▸ **Task goal**: Set out the lines below as a numbered list, skipping any blank lines and leaving the pictures out.

Items for labeling shapes in pictures
================

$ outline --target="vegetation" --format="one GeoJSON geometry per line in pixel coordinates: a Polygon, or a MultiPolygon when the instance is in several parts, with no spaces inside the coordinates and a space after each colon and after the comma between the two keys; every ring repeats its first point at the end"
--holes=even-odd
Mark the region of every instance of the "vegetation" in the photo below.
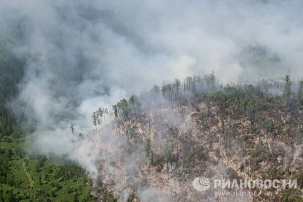
{"type": "MultiPolygon", "coordinates": [[[[84,171],[59,157],[28,153],[20,126],[8,102],[18,92],[24,62],[0,44],[0,201],[93,201],[84,171]]],[[[16,112],[20,109],[13,109],[16,112]]],[[[73,124],[71,129],[73,132],[73,124]]]]}

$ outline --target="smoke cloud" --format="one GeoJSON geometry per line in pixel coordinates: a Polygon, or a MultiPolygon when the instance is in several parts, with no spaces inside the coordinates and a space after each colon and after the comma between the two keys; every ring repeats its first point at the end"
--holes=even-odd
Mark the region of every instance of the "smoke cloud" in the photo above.
{"type": "Polygon", "coordinates": [[[214,71],[236,82],[289,68],[297,76],[302,9],[300,1],[2,1],[0,28],[26,58],[16,102],[35,121],[33,147],[68,154],[96,177],[96,142],[75,138],[71,121],[89,134],[99,106],[163,79],[214,71]]]}

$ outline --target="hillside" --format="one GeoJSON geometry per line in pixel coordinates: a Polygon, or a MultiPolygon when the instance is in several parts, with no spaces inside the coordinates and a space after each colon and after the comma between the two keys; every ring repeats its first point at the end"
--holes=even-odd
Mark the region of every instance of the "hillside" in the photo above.
{"type": "MultiPolygon", "coordinates": [[[[282,95],[264,92],[262,85],[218,86],[200,93],[182,85],[166,97],[162,86],[158,98],[121,99],[108,116],[116,121],[96,128],[97,184],[122,201],[127,193],[128,201],[301,201],[303,108],[300,95],[287,95],[284,85],[282,95]],[[200,176],[296,179],[297,187],[213,196],[192,187],[200,176]]],[[[93,121],[94,115],[97,121],[106,116],[100,111],[93,121]]],[[[107,201],[102,189],[95,191],[99,201],[107,201]]]]}

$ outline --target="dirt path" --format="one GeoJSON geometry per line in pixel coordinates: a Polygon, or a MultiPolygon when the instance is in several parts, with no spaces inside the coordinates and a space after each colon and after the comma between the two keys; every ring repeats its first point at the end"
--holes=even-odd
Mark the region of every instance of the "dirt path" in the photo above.
{"type": "Polygon", "coordinates": [[[28,178],[28,181],[29,181],[29,183],[30,183],[30,186],[33,186],[35,181],[33,180],[30,174],[26,171],[26,168],[25,168],[25,162],[24,161],[22,163],[22,167],[23,167],[23,170],[24,170],[24,172],[25,172],[25,174],[28,178]]]}

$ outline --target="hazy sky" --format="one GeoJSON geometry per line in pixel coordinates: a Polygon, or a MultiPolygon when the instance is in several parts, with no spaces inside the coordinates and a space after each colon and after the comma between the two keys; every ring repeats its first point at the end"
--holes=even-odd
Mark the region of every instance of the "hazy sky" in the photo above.
{"type": "Polygon", "coordinates": [[[20,40],[13,50],[27,59],[19,100],[37,120],[35,145],[87,168],[93,158],[71,140],[68,125],[92,126],[99,106],[212,71],[223,82],[290,67],[299,76],[302,11],[302,1],[2,0],[0,28],[20,40]],[[258,71],[241,62],[249,46],[267,50],[252,60],[263,61],[258,71]]]}

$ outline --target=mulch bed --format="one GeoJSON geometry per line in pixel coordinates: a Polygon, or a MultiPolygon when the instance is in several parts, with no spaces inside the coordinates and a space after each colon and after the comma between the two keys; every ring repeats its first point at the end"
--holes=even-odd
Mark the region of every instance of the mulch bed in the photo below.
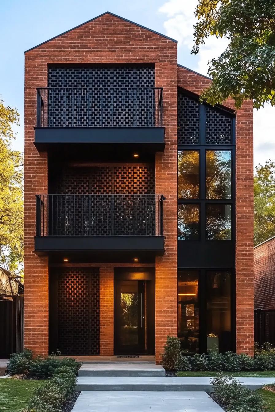
{"type": "Polygon", "coordinates": [[[175,378],[178,376],[176,370],[166,370],[165,376],[175,378]]]}
{"type": "Polygon", "coordinates": [[[69,399],[63,405],[61,410],[62,412],[71,412],[80,393],[80,392],[77,392],[76,391],[73,391],[69,399]]]}
{"type": "Polygon", "coordinates": [[[218,397],[212,392],[207,392],[207,394],[209,395],[210,398],[212,398],[213,400],[214,400],[216,403],[217,403],[218,405],[219,405],[221,408],[222,408],[225,411],[226,410],[226,409],[225,405],[223,404],[222,402],[220,402],[218,399],[218,397]]]}

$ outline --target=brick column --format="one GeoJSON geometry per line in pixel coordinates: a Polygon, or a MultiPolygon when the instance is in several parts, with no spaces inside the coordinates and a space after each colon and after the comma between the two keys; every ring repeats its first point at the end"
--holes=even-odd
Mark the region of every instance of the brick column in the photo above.
{"type": "MultiPolygon", "coordinates": [[[[176,55],[175,55],[176,57],[176,55]]],[[[175,62],[176,63],[176,62],[175,62]]],[[[163,194],[165,251],[155,260],[156,363],[167,335],[176,336],[177,323],[177,68],[176,64],[155,65],[156,87],[163,87],[165,149],[156,155],[156,193],[163,194]]]]}
{"type": "Polygon", "coordinates": [[[110,265],[99,270],[100,348],[101,355],[114,354],[114,269],[110,265]]]}
{"type": "Polygon", "coordinates": [[[236,347],[254,352],[253,117],[243,103],[236,119],[236,347]]]}

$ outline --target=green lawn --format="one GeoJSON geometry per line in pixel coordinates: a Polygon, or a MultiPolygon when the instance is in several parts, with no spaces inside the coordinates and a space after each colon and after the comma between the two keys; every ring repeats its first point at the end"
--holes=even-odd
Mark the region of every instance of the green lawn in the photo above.
{"type": "Polygon", "coordinates": [[[0,379],[0,411],[17,412],[27,405],[34,389],[44,382],[21,379],[0,379]]]}
{"type": "Polygon", "coordinates": [[[257,391],[263,397],[269,410],[274,412],[275,411],[275,393],[264,389],[259,389],[257,391]]]}
{"type": "MultiPolygon", "coordinates": [[[[178,376],[216,376],[217,372],[213,371],[205,371],[203,372],[193,372],[186,371],[178,372],[178,376]]],[[[253,372],[225,372],[227,375],[235,376],[236,377],[266,377],[275,378],[275,370],[258,370],[253,372]]]]}

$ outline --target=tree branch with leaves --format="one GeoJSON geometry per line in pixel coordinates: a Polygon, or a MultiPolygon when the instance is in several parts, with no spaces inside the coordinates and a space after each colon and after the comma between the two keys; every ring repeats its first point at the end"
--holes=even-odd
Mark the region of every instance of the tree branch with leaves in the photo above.
{"type": "Polygon", "coordinates": [[[223,53],[209,62],[213,81],[202,101],[214,105],[231,97],[237,108],[246,100],[256,108],[275,105],[274,0],[199,0],[195,15],[193,54],[209,36],[228,40],[223,53]]]}

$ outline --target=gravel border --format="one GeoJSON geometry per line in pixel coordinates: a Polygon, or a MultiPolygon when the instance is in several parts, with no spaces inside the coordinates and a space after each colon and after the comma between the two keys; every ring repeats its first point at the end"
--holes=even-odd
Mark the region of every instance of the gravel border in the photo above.
{"type": "Polygon", "coordinates": [[[215,393],[214,393],[214,392],[207,392],[207,395],[209,395],[209,396],[210,397],[210,398],[212,398],[212,399],[213,399],[213,400],[214,401],[216,402],[216,403],[217,403],[218,405],[219,405],[219,406],[221,407],[223,409],[223,410],[226,411],[226,409],[225,405],[224,405],[219,400],[219,399],[218,398],[218,397],[215,394],[215,393]]]}
{"type": "Polygon", "coordinates": [[[66,401],[62,406],[61,410],[62,412],[71,412],[80,393],[80,392],[77,392],[76,391],[73,391],[69,399],[66,401]]]}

================

▸ **Solution for this task**:
1. $ outline --target="vegetation" --format="one GeoJSON geometry per line in pixel coordinates: a Polygon, or a MultiPolygon when the instance is in several parts, with no spaces inside the coordinates and a space after each colon and after the comma between the two keys; every ring repeats its first point at the end"
2. --holes=even-odd
3. Mark the region of every instance of the "vegetation" in the photo below.
4. {"type": "MultiPolygon", "coordinates": [[[[84,171],[59,157],[28,153],[20,126],[8,102],[18,92],[24,62],[0,44],[0,201],[93,201],[84,171]]],[[[16,112],[20,109],[13,109],[16,112]]],[[[73,124],[71,129],[73,132],[73,124]]]]}
5. $ outline --target="smoke cloud" --format="one GeoJSON geometry per line in pixel coordinates: a Polygon, or a MultiPolygon when the instance is in several parts, with no spaces inside the coordinates and a space after each colon and after the comma between the two keys; every ring repeats its first point at the end"
6. --holes=even-odd
7. Mark the region of every instance of the "smoke cloud" in the photo above.
8. {"type": "Polygon", "coordinates": [[[214,71],[236,82],[289,68],[297,76],[302,9],[300,1],[2,1],[0,28],[26,58],[16,102],[35,121],[33,147],[68,154],[96,177],[96,142],[75,138],[71,121],[89,134],[99,106],[163,79],[214,71]]]}
9. $ outline --target="hillside" --format="one GeoJSON geometry per line in pixel coordinates: a Polygon, or a MultiPolygon when the instance is in several parts, with no spaces inside the coordinates and a space after each colon and after the comma between the two keys; every ring repeats its first point at the end"
10. --holes=even-odd
11. Mark the region of every instance of the "hillside" in the photo above.
12. {"type": "MultiPolygon", "coordinates": [[[[282,95],[264,92],[262,85],[218,86],[200,93],[182,85],[166,97],[162,86],[158,98],[121,99],[108,116],[116,121],[96,128],[97,184],[122,201],[127,193],[128,201],[301,201],[303,108],[300,95],[287,95],[284,85],[282,95]],[[200,176],[296,179],[297,187],[213,196],[192,187],[200,176]]],[[[93,121],[94,115],[97,121],[106,116],[100,111],[93,121]]],[[[107,201],[102,189],[95,191],[99,201],[107,201]]]]}
13. $ outline --target="dirt path" --format="one GeoJSON geometry per line in pixel coordinates: a Polygon, or a MultiPolygon when the instance is in several parts, with no spaces inside the coordinates and a space after each colon and after the comma between the two keys; every ring repeats its first point at the end"
14. --holes=even-odd
15. Mark the region of every instance of the "dirt path" in the photo above.
16. {"type": "Polygon", "coordinates": [[[28,178],[28,181],[29,181],[29,183],[30,183],[30,186],[33,186],[35,181],[33,180],[30,174],[26,171],[26,168],[25,168],[25,162],[24,161],[22,163],[22,167],[23,167],[23,170],[24,170],[24,172],[25,172],[25,174],[28,178]]]}
17. $ outline --target="hazy sky" --format="one GeoJSON geometry per line in pixel coordinates: a Polygon, or a MultiPolygon when the instance is in several parts, with no spaces inside the coordinates and a space after each colon and after the comma between the two keys; every ring repeats its first point at the end"
18. --holes=even-odd
19. Mark the region of every instance of the "hazy sky" in the photo above.
20. {"type": "Polygon", "coordinates": [[[20,40],[13,50],[27,59],[19,100],[37,120],[35,145],[87,168],[93,158],[71,140],[68,125],[92,126],[99,106],[212,71],[223,82],[290,67],[299,76],[302,11],[302,1],[2,0],[0,28],[20,40]],[[258,71],[241,62],[249,46],[267,50],[252,60],[263,61],[258,71]]]}
21. $ outline --target=mulch bed --format="one GeoJSON geometry per line in pixel coordinates: a Polygon, or a MultiPolygon when the instance is in several parts, with no spaces inside the coordinates and a space after each colon and after the comma between the two keys; every ring repeats its first point at the end"
22. --holes=even-odd
23. Mark the region of every instance of the mulch bed in the photo below.
24. {"type": "Polygon", "coordinates": [[[175,378],[178,376],[176,370],[166,370],[165,376],[175,378]]]}
25. {"type": "Polygon", "coordinates": [[[69,399],[63,405],[61,410],[62,412],[71,412],[80,393],[80,392],[77,392],[76,391],[73,391],[69,399]]]}
26. {"type": "Polygon", "coordinates": [[[218,397],[212,392],[207,392],[207,394],[209,395],[210,398],[212,398],[213,400],[214,400],[216,403],[217,403],[218,405],[219,405],[221,408],[222,408],[225,411],[226,410],[226,409],[225,405],[223,404],[222,402],[220,402],[218,399],[218,397]]]}
27. $ outline --target=brick column --format="one GeoJSON geometry per line in pixel coordinates: a Polygon, or a MultiPolygon when the instance is in several parts, with no spaces inside the coordinates and a space after each colon and after the comma between the two keys; every ring repeats its first point at the end"
28. --holes=even-odd
29. Mark the region of every instance of the brick column in the photo above.
30. {"type": "MultiPolygon", "coordinates": [[[[176,55],[175,55],[176,57],[176,55]]],[[[175,62],[176,63],[176,62],[175,62]]],[[[163,194],[165,251],[155,260],[156,363],[167,335],[176,336],[177,323],[177,68],[176,64],[155,65],[156,87],[163,87],[165,149],[156,155],[156,193],[163,194]]]]}
31. {"type": "Polygon", "coordinates": [[[110,265],[99,270],[100,348],[101,355],[114,354],[114,269],[110,265]]]}
32. {"type": "Polygon", "coordinates": [[[236,347],[254,352],[253,117],[243,103],[236,119],[236,347]]]}
33. $ outline --target=green lawn --format="one GeoJSON geometry per line in pixel coordinates: a Polygon, or a MultiPolygon when the instance is in several parts, with no spaces inside the coordinates and a space after each colon and after the comma between the two keys; every ring repeats its first point at the end"
34. --holes=even-odd
35. Mark the region of every instance of the green lawn in the photo above.
36. {"type": "Polygon", "coordinates": [[[0,379],[0,411],[17,412],[27,405],[34,389],[44,382],[21,379],[0,379]]]}
37. {"type": "Polygon", "coordinates": [[[257,391],[263,397],[269,410],[274,412],[275,411],[275,393],[264,389],[259,389],[257,391]]]}
38. {"type": "MultiPolygon", "coordinates": [[[[178,376],[216,376],[217,372],[213,371],[205,371],[203,372],[193,372],[186,371],[178,372],[178,376]]],[[[253,372],[225,372],[227,375],[235,376],[236,377],[266,377],[275,378],[275,370],[258,370],[253,372]]]]}
39. $ outline --target=tree branch with leaves --format="one GeoJSON geometry per line in pixel coordinates: a Polygon, or a MultiPolygon when the instance is in several parts, with no spaces inside the coordinates and a space after each colon and after the comma between the two keys; every ring repeats its first point at the end"
40. --holes=even-odd
41. Mark the region of every instance of the tree branch with leaves in the photo above.
42. {"type": "Polygon", "coordinates": [[[223,53],[209,62],[213,81],[202,101],[214,105],[231,97],[237,108],[246,100],[256,108],[275,105],[274,0],[199,0],[195,15],[193,54],[209,36],[228,40],[223,53]]]}
43. $ outline --target=gravel border --format="one GeoJSON geometry per line in pixel coordinates: a Polygon, or a MultiPolygon when the instance is in several parts, with no spaces inside the coordinates and a space after each colon and after the comma between the two keys; every ring repeats its first point at the end"
44. --holes=even-odd
45. Mark the region of every instance of the gravel border in the photo above.
46. {"type": "Polygon", "coordinates": [[[215,393],[214,393],[214,392],[207,392],[207,395],[209,395],[209,396],[210,397],[210,398],[212,398],[212,399],[213,399],[213,400],[214,401],[216,402],[216,403],[217,403],[218,405],[219,405],[219,406],[221,407],[223,409],[223,410],[226,411],[226,409],[225,405],[224,405],[219,400],[219,399],[218,398],[218,397],[215,394],[215,393]]]}
47. {"type": "Polygon", "coordinates": [[[66,401],[62,406],[61,410],[62,412],[71,412],[80,393],[80,392],[77,392],[76,391],[73,391],[69,399],[66,401]]]}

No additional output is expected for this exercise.